[Excerpts from a location annotation dataset]
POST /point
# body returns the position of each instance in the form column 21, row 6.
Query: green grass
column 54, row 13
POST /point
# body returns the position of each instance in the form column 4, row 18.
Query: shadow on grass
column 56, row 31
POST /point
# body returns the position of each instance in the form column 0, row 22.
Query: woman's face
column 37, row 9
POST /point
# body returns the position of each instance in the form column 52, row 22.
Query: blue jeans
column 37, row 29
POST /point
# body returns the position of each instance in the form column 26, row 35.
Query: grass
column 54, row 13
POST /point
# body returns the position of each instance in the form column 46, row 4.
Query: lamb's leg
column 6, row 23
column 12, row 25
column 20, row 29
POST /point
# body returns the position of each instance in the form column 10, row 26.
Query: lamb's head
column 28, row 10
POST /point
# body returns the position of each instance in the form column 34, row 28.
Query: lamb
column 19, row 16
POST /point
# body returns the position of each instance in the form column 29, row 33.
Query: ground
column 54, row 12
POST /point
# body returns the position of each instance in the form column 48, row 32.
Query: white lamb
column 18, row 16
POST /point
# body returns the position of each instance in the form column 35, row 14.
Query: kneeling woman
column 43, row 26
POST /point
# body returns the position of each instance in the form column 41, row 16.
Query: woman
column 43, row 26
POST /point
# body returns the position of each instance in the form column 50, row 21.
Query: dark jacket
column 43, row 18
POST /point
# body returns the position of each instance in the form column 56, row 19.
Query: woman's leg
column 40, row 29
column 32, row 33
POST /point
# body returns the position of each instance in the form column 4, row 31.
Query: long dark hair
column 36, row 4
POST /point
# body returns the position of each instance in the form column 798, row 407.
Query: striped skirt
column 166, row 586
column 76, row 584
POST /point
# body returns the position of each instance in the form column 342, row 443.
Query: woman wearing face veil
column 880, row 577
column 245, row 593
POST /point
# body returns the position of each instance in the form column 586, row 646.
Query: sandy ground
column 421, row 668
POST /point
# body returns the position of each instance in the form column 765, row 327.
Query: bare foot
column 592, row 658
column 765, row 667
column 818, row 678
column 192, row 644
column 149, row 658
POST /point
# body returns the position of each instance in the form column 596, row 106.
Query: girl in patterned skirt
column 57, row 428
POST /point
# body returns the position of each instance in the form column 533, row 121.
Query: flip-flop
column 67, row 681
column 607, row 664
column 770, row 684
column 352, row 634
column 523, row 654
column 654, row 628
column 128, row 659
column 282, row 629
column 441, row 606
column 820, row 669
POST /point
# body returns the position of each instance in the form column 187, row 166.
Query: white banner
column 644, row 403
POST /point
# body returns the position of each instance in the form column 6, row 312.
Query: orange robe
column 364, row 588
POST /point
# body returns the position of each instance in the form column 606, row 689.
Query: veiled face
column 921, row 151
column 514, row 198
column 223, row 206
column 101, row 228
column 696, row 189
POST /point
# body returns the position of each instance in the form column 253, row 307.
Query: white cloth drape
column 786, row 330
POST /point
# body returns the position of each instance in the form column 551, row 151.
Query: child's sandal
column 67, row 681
--
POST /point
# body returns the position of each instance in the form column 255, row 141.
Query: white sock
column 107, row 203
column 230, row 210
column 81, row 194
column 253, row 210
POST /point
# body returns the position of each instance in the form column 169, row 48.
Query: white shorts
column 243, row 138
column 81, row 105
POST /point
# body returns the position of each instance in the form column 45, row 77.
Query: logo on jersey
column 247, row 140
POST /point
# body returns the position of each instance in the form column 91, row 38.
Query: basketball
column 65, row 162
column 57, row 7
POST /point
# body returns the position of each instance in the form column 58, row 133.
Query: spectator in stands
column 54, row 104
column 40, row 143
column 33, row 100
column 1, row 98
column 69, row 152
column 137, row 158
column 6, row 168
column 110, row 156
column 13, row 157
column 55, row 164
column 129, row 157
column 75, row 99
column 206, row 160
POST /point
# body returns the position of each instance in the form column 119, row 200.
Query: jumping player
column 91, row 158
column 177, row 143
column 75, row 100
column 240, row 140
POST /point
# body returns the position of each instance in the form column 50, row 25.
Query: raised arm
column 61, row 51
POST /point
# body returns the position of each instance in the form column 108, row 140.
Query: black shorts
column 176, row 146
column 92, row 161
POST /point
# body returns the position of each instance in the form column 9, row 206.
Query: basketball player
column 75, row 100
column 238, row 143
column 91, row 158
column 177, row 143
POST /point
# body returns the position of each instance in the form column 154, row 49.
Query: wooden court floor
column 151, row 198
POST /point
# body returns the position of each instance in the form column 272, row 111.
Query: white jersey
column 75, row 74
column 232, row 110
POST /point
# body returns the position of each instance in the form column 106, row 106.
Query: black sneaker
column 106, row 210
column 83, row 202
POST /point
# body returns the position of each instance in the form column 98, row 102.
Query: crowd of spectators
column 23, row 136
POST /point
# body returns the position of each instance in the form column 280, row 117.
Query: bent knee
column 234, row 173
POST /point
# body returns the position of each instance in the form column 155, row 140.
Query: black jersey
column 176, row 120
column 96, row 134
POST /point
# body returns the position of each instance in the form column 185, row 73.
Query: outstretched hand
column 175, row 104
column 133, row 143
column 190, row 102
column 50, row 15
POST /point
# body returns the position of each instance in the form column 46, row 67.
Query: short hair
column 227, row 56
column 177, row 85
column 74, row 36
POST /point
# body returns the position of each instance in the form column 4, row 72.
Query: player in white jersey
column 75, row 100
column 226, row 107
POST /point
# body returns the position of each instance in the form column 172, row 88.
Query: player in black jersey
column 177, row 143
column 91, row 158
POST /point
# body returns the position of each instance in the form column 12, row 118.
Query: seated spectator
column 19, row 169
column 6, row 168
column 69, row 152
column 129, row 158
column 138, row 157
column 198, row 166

WHAT TO WORK ON: Please count the lines in the material above that contain the word "black". Reply with only the number.

TASK RESPONSE: 4